--- Start RAW DATA ---
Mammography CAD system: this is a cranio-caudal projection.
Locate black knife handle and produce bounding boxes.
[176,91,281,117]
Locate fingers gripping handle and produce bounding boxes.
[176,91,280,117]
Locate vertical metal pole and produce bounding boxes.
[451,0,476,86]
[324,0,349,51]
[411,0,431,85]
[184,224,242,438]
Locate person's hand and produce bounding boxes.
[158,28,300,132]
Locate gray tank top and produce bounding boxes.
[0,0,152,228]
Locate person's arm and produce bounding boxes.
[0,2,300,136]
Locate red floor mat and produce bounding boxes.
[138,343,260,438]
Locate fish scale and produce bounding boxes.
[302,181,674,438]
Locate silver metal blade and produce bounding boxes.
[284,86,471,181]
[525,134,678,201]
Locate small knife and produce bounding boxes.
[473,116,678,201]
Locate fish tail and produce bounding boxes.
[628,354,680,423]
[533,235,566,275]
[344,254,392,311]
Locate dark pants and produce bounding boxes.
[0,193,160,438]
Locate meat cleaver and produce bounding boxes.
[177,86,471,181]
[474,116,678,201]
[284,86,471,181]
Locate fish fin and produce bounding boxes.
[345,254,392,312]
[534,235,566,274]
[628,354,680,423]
--- End RAW DATA ---
Starting at the line containing "Locate dark pants and produce bounding boxes." and continuing through the last line, reproduce those lines with "Find" substituted for every "Locate", leaving everything else unchanged.

Find dark pants and produce bounding boxes.
[0,193,160,438]
Find meat cleaver and produce bounding boxes.
[177,86,471,181]
[474,116,678,201]
[284,86,471,181]
Find fish fin and produce bounding boxes.
[345,254,392,312]
[534,235,566,274]
[628,354,680,423]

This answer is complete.